- [Source passage]
Create a streaming AI assistant with ChatGPT, FastAPI, WebSockets and React ✨🤖🚀
Deon Pillsbury
Posted on November 12, 2023
A Generative Pre-Trained Transformer (GPT) is a type of Large Language Model (LLM) and they are the hot topic in the technology world this year with many companies scrambling to add this technology to their products. Creating and training these large models can be a very complex, time consuming and expensive. You may think that you cannot use this technology since it is so complex and expensive but companies like OpenAI have done a ton of work to create useful models and setup platforms exposing APIs to use them. If you have ever used an API where you send some data in, it does some magic behind the scenes and you get some data to use in a response, then you can integrate this cutting edge technology into your application. Let’s take a look at how we can setup a Full stack web app which lets us ask questions sent to OpenAI and stream the response.
⭐️ The complete source code referenced in this guide is available on GitHub
https://github.com/dpills/ai-assistant
In order to use the OpenAI API you will need to sign up for an account and then Generate an API Key then add this to a .env
file in your new project folder.
📝 .env
OPENAI_API_KEY=sk-YWUedpcl1xiGvGiD4xTwT3TlbkFJx9Sgnt8s0QYNxxxxxxxx
Install the API dependencies along with the openai
python library.
📝 pyproject.toml
[tool.poetry]
name = "ai-assistant"
version = "0.1.0"
description = ""
authors = ["dpills"]
readme = "README.md"
[tool.poetry.dependencies]
python = "^3.11"
openai = "^1.2.3"
python-dotenv = "^1.0.0"
fastapi = "^0.104.1"
uvicorn = { extras = ["standard"], version = "^0.24.0.post1" }
websockets = "^12.0"
[build-system]
requires = ["poetry-core"]
build-backend = "poetry.core.masonry.api"
$ poetry install
...
• Installing fastapi (0.104.1)
• Installing openai (1.2.3)
...

- [Records]
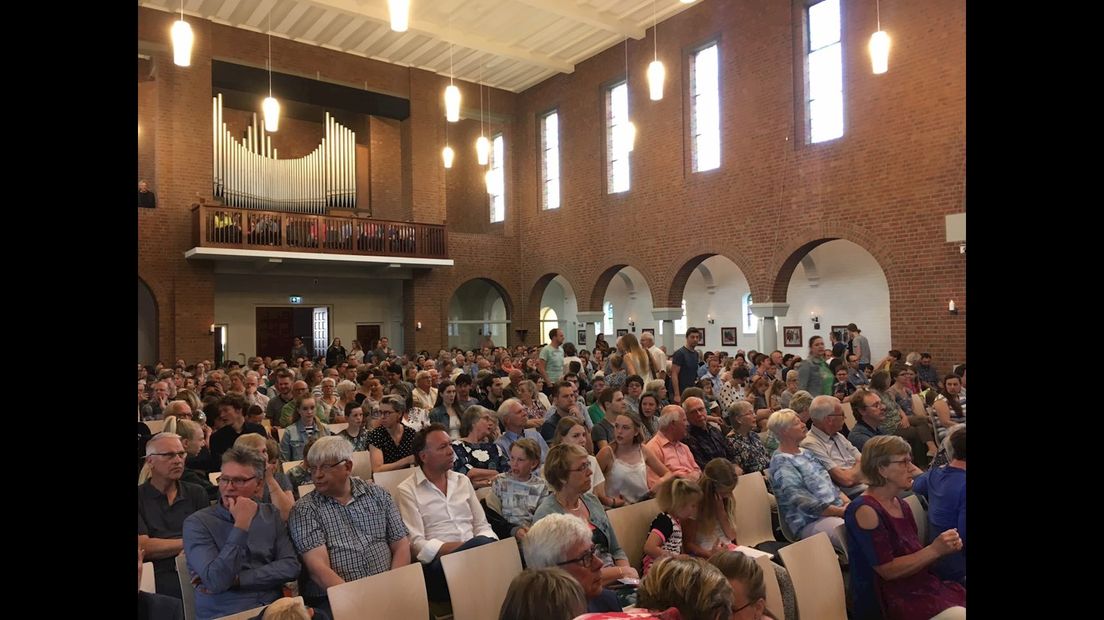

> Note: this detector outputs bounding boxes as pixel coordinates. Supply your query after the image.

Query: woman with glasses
[279,392,332,461]
[843,435,966,620]
[533,443,638,585]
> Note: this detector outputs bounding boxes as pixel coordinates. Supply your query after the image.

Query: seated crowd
[137,328,966,619]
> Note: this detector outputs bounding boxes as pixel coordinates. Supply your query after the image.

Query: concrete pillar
[750,302,789,353]
[651,308,682,355]
[575,311,608,349]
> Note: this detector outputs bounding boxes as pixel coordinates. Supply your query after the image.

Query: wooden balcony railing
[192,204,448,258]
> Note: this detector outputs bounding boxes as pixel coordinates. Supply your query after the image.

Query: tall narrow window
[488,133,506,223]
[541,111,560,209]
[805,0,843,142]
[606,82,633,194]
[690,43,721,172]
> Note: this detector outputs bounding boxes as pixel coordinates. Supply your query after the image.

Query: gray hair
[790,394,839,421]
[766,410,803,441]
[523,509,591,568]
[307,435,352,466]
[658,405,686,430]
[146,432,182,457]
[222,441,267,484]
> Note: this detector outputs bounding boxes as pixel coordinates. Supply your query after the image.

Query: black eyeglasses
[556,545,598,566]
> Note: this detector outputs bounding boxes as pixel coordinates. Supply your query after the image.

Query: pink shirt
[645,432,701,489]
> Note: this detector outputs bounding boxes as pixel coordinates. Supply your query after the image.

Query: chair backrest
[842,400,858,430]
[755,555,786,618]
[778,532,847,620]
[352,450,372,481]
[215,597,302,620]
[177,552,195,620]
[375,465,414,498]
[327,556,428,620]
[904,495,931,545]
[606,500,660,571]
[440,536,521,620]
[732,472,774,547]
[138,562,157,594]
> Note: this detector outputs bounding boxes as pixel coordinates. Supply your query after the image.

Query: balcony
[184,204,453,267]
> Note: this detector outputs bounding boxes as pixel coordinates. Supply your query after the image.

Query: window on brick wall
[606,82,633,194]
[805,0,843,143]
[541,111,560,209]
[487,133,506,223]
[690,43,721,172]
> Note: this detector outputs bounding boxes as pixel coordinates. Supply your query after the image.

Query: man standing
[847,323,870,368]
[288,431,410,610]
[645,405,701,489]
[671,328,702,404]
[683,396,743,473]
[537,328,564,385]
[395,424,498,601]
[800,395,867,500]
[184,447,300,620]
[138,432,210,598]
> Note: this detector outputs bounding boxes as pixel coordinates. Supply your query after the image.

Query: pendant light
[648,0,667,101]
[171,0,195,66]
[388,0,411,32]
[261,11,279,133]
[870,0,890,75]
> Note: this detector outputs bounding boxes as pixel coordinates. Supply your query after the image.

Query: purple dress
[843,494,966,620]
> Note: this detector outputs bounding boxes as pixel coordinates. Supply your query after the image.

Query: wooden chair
[732,472,774,547]
[375,465,414,498]
[904,495,931,545]
[755,555,786,618]
[778,532,847,620]
[177,552,195,620]
[606,500,660,573]
[138,562,157,594]
[440,537,521,620]
[215,597,302,620]
[327,562,428,620]
[352,450,372,481]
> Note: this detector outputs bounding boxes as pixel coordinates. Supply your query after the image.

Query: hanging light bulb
[445,84,460,122]
[171,0,195,66]
[869,1,890,75]
[388,0,411,32]
[648,0,667,101]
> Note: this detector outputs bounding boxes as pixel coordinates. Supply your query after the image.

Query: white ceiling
[138,0,700,93]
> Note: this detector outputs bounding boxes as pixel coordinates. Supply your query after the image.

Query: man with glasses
[138,432,210,598]
[800,394,867,500]
[288,434,410,611]
[397,424,498,601]
[523,514,622,613]
[183,446,300,620]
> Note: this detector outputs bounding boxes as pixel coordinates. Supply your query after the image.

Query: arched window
[743,292,758,333]
[541,307,560,342]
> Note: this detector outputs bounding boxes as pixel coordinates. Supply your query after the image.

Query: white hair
[523,509,591,568]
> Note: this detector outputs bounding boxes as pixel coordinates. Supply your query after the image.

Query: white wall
[777,239,892,362]
[214,274,403,361]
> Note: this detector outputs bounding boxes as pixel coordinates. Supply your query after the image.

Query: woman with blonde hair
[620,333,657,383]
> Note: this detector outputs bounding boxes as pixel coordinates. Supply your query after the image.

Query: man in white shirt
[397,424,498,601]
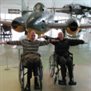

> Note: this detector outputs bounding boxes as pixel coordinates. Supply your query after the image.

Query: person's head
[27,28,36,41]
[57,32,64,40]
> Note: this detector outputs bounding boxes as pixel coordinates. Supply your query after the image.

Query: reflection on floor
[0,43,91,91]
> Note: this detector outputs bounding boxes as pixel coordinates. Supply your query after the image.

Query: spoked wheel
[19,62,27,91]
[49,55,56,77]
[39,67,43,91]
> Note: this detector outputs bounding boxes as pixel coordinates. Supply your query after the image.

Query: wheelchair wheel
[19,62,27,91]
[38,67,43,90]
[49,55,56,77]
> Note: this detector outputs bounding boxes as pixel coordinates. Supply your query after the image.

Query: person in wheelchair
[6,29,49,91]
[44,32,84,85]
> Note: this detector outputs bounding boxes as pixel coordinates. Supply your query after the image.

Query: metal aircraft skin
[49,4,91,15]
[6,2,91,35]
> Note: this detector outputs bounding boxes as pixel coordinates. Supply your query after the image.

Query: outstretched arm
[0,41,21,45]
[68,39,85,46]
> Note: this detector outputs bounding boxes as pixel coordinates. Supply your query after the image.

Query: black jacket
[44,37,84,56]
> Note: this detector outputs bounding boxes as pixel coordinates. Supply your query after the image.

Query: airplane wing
[12,3,91,35]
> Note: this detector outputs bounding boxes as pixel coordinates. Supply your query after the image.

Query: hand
[0,41,6,44]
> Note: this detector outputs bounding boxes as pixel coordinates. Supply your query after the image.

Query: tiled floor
[0,42,91,91]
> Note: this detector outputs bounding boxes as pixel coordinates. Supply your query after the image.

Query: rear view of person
[3,29,49,91]
[44,32,84,85]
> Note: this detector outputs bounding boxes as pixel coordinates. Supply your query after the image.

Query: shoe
[69,80,77,85]
[34,77,40,90]
[58,80,66,85]
[24,86,31,91]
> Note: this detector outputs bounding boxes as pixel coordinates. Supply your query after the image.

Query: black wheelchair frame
[19,55,43,91]
[49,52,75,84]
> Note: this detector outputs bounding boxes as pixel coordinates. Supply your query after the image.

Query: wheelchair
[49,52,75,84]
[19,54,43,91]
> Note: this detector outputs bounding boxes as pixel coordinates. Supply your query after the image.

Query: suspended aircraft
[12,2,91,35]
[49,4,91,15]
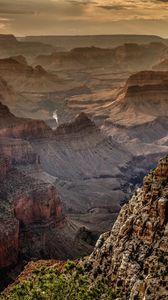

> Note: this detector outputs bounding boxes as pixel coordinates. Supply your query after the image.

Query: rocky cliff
[105,71,168,127]
[0,103,92,276]
[0,102,52,139]
[0,156,168,300]
[34,42,167,72]
[85,156,168,300]
[0,55,58,93]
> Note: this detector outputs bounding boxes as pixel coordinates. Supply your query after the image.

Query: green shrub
[0,261,123,300]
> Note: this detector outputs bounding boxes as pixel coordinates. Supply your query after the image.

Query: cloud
[0,0,168,35]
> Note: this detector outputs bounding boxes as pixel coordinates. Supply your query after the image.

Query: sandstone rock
[87,156,168,300]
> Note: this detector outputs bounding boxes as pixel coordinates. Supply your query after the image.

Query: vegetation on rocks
[0,261,122,300]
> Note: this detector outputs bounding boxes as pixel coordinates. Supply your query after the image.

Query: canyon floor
[0,37,168,290]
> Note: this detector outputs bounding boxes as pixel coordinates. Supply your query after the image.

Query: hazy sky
[0,0,168,37]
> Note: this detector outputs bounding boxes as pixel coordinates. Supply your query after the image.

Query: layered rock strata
[85,156,168,300]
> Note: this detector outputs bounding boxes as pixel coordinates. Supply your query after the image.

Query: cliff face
[85,157,168,300]
[106,71,168,126]
[0,103,92,270]
[0,56,58,93]
[35,42,167,72]
[0,102,52,139]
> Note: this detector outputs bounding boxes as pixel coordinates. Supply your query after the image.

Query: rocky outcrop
[35,42,167,72]
[0,104,92,270]
[55,112,99,136]
[106,71,168,127]
[153,58,168,71]
[0,34,54,58]
[85,156,168,300]
[13,184,63,226]
[0,55,58,93]
[0,102,52,139]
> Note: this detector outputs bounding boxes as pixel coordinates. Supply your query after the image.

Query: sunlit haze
[0,0,168,37]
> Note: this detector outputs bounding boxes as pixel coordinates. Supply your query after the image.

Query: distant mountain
[34,42,167,72]
[0,34,55,59]
[105,71,168,126]
[19,34,167,50]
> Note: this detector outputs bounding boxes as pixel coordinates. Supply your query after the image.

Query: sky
[0,0,168,38]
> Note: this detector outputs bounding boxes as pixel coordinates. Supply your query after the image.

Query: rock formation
[0,103,92,269]
[34,43,167,72]
[0,56,59,93]
[0,34,54,59]
[85,156,168,300]
[105,71,168,127]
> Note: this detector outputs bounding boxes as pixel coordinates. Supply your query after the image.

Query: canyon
[0,35,168,294]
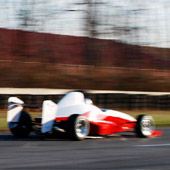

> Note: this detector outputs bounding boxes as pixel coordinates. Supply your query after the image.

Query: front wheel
[10,111,32,137]
[66,114,90,140]
[136,115,155,137]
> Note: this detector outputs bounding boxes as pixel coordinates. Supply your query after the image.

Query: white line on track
[136,143,170,147]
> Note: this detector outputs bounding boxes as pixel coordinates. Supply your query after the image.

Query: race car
[7,92,162,140]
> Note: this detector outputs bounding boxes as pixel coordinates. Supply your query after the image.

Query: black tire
[136,115,155,138]
[66,114,90,140]
[10,111,32,137]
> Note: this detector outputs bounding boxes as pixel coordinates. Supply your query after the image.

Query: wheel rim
[76,118,89,138]
[141,116,154,136]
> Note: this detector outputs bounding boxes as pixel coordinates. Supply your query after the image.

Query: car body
[7,92,161,140]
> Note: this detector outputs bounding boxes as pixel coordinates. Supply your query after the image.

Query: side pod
[7,97,24,125]
[41,100,58,133]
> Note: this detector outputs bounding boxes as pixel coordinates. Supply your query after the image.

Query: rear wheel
[67,114,90,140]
[10,111,32,137]
[136,115,155,137]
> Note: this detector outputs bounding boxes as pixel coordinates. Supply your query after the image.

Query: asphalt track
[0,128,170,170]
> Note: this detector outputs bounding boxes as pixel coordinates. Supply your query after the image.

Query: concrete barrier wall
[0,93,170,110]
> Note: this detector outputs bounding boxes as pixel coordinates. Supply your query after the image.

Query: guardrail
[0,92,170,110]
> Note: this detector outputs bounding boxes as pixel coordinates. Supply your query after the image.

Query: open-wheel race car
[7,92,162,140]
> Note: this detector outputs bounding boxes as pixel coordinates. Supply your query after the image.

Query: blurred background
[0,0,170,92]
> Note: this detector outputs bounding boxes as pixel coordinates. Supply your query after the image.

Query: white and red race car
[7,92,162,140]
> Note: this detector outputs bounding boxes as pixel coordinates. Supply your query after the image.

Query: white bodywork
[56,92,136,122]
[41,100,57,133]
[7,92,136,133]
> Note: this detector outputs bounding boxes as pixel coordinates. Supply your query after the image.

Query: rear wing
[7,97,24,123]
[7,97,58,133]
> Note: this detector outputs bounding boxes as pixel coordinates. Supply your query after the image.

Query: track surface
[0,128,170,170]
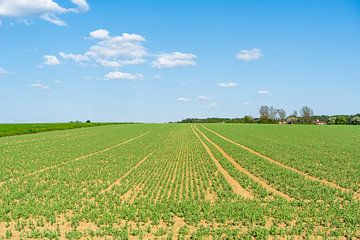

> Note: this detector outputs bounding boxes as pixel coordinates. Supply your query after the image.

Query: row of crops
[0,124,360,239]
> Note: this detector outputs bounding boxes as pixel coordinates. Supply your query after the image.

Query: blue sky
[0,0,360,123]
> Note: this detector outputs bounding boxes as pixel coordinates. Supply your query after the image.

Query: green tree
[335,116,347,125]
[351,116,360,125]
[300,106,314,123]
[259,106,270,122]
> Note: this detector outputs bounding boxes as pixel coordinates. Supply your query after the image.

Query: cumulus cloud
[59,52,90,62]
[59,29,148,68]
[0,0,90,26]
[151,52,196,68]
[43,55,60,66]
[198,96,211,101]
[154,74,163,80]
[236,48,263,62]
[71,0,90,12]
[30,83,49,90]
[205,103,217,108]
[257,90,271,95]
[105,71,143,80]
[176,97,191,102]
[89,29,109,39]
[40,13,67,26]
[0,67,9,76]
[218,82,238,88]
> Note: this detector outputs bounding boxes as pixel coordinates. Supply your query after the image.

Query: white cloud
[151,52,196,68]
[176,97,191,102]
[59,52,90,62]
[257,90,271,95]
[0,0,90,26]
[105,71,143,80]
[30,83,49,90]
[154,74,163,80]
[236,48,263,61]
[218,82,238,88]
[59,29,148,68]
[43,55,60,66]
[40,13,67,26]
[0,67,9,76]
[198,96,211,101]
[205,103,217,108]
[89,29,109,39]
[71,0,90,12]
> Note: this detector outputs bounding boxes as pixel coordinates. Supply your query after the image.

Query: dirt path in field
[0,131,150,187]
[100,152,154,194]
[202,125,360,200]
[195,126,293,201]
[191,126,254,199]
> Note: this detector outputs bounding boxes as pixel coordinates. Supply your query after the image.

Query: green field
[0,122,113,137]
[0,124,360,239]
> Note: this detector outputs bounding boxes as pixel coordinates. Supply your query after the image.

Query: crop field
[0,122,114,137]
[0,124,360,239]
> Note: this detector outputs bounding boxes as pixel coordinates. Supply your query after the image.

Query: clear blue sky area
[0,0,360,123]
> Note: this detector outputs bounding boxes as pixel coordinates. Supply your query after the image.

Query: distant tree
[350,116,360,125]
[286,115,298,124]
[327,116,336,124]
[259,106,270,122]
[269,106,278,121]
[300,106,314,123]
[243,116,254,123]
[335,116,347,125]
[277,108,286,122]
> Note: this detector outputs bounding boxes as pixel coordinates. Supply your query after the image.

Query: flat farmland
[0,124,360,239]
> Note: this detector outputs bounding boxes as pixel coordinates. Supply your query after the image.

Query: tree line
[178,105,360,125]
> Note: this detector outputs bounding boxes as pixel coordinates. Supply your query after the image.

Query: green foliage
[0,124,360,239]
[0,122,114,137]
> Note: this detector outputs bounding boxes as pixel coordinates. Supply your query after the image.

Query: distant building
[315,119,326,125]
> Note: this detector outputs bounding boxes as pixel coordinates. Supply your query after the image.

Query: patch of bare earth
[195,127,293,201]
[0,131,150,187]
[202,126,360,200]
[100,152,153,194]
[191,126,254,199]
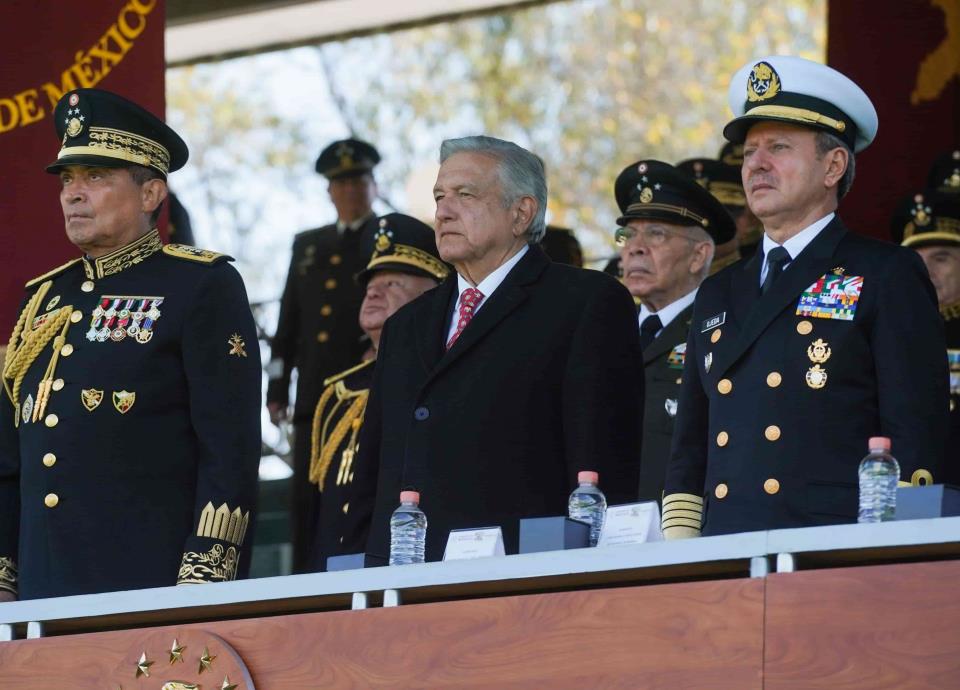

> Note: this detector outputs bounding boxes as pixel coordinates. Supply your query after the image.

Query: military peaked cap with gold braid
[614,160,737,244]
[47,89,189,177]
[890,190,960,249]
[357,213,450,284]
[723,55,878,151]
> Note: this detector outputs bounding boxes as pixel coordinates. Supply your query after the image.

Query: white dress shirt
[444,244,529,343]
[760,212,837,286]
[637,288,699,336]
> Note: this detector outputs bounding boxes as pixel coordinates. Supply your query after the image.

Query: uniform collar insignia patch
[113,391,137,414]
[700,311,727,333]
[797,273,863,321]
[80,388,103,412]
[667,343,687,369]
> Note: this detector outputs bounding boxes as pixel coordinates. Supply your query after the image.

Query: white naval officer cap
[723,55,878,152]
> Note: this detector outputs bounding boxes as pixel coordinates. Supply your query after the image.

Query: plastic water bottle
[857,436,900,522]
[390,491,427,565]
[567,471,607,546]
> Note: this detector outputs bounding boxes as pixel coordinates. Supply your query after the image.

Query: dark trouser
[290,419,319,573]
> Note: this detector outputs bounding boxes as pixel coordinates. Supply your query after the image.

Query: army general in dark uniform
[267,139,380,572]
[0,89,260,599]
[663,56,948,538]
[310,213,450,570]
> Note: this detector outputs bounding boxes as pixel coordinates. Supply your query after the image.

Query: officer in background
[267,139,380,572]
[677,158,746,275]
[310,213,450,571]
[0,89,261,599]
[890,191,960,486]
[663,56,948,538]
[718,141,763,258]
[615,160,736,501]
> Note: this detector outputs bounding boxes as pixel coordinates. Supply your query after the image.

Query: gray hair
[815,130,857,201]
[440,135,547,244]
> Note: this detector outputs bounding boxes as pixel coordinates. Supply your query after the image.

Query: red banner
[0,0,165,334]
[827,0,960,239]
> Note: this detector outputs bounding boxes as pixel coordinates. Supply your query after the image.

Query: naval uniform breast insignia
[797,273,863,321]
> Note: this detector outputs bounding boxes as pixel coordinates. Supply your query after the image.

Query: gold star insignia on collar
[197,647,217,673]
[227,333,247,357]
[170,638,186,665]
[135,652,153,678]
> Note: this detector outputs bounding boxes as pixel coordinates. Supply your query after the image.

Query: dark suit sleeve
[562,280,644,505]
[177,264,261,584]
[661,311,709,539]
[340,319,390,554]
[267,241,300,405]
[864,250,950,482]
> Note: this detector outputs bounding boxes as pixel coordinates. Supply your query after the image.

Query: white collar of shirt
[447,244,529,341]
[760,211,837,285]
[637,288,699,335]
[337,211,373,235]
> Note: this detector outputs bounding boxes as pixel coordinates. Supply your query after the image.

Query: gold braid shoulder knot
[2,280,73,424]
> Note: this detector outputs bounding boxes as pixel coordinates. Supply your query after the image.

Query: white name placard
[597,501,663,547]
[443,527,504,561]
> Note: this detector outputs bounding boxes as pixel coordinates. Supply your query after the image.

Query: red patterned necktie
[447,288,483,350]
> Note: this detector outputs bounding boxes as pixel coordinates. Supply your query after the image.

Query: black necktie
[760,247,791,295]
[640,314,663,350]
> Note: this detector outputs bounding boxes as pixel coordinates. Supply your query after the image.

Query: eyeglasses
[613,225,694,247]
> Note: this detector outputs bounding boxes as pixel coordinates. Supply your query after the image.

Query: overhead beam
[166,0,553,67]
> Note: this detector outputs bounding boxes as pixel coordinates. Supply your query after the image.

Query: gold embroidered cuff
[0,556,17,594]
[177,544,239,585]
[197,502,250,546]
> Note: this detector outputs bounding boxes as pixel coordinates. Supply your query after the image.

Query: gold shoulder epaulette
[163,244,233,264]
[23,259,80,288]
[323,359,377,387]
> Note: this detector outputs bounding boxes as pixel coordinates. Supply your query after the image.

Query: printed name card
[597,501,663,547]
[443,527,505,561]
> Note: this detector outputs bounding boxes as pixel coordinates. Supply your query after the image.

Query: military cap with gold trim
[890,190,960,249]
[357,213,450,284]
[723,55,878,151]
[47,89,189,177]
[677,158,747,211]
[316,139,380,180]
[927,149,960,195]
[614,160,736,244]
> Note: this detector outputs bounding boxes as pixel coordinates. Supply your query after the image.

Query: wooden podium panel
[0,579,764,690]
[764,561,960,690]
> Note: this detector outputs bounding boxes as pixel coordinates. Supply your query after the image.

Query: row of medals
[86,297,163,343]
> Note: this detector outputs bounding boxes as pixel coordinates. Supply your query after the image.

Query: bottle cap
[400,491,420,505]
[577,470,600,484]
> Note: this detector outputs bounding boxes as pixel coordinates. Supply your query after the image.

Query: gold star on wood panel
[170,638,186,665]
[134,652,153,678]
[197,647,217,673]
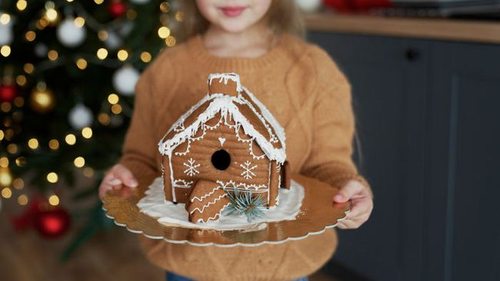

- [To do]
A - Answer these from the tutorial on building a streaming AI assistant:
(i) Where should the OpenAI API key be stored once it has been generated?
(ii) Which version of fastapi appears in the output of the install command?
(iii) What Python version constraint does the project file set?
B - Write the next part of the tutorial on building a streaming AI assistant, picking up after the installation output.

- [Expected responses]
A -
(i) In a .env file in the new project folder.
(ii) 0.104.1
(iii) ^3.11

B -
Create a python file and import the OpenAI library which will use the OPENAI_API_KEY
from the environment variables to authenticate. Within the options set stream
to true and use an asynchronous generator to stream the response chunks as they are returned. We are using the GPT-3.5 Turbo model which is available in the free-trial but you can swap this out for a newer model such as GPT-4 if you have access to it.
📝 main.py
from typing import AsyncGenerator
from dotenv import load_dotenv
from openai import AsyncOpenAI
load_dotenv()
client = AsyncOpenAI()
async def get_ai_response(message: str) -> AsyncGenerator[str, None]:
"""
OpenAI Response
"""
response = await client.chat.completions.create(
model="gpt-3.5-turbo",
messages=[
{
"role": "system",
"content": (
"You are a helpful assistant, skilled in explaining "
"complex concepts in simple terms."
),
},
{
"role": "user",
"content": message,
},
],
stream=True,
)
all_content = ""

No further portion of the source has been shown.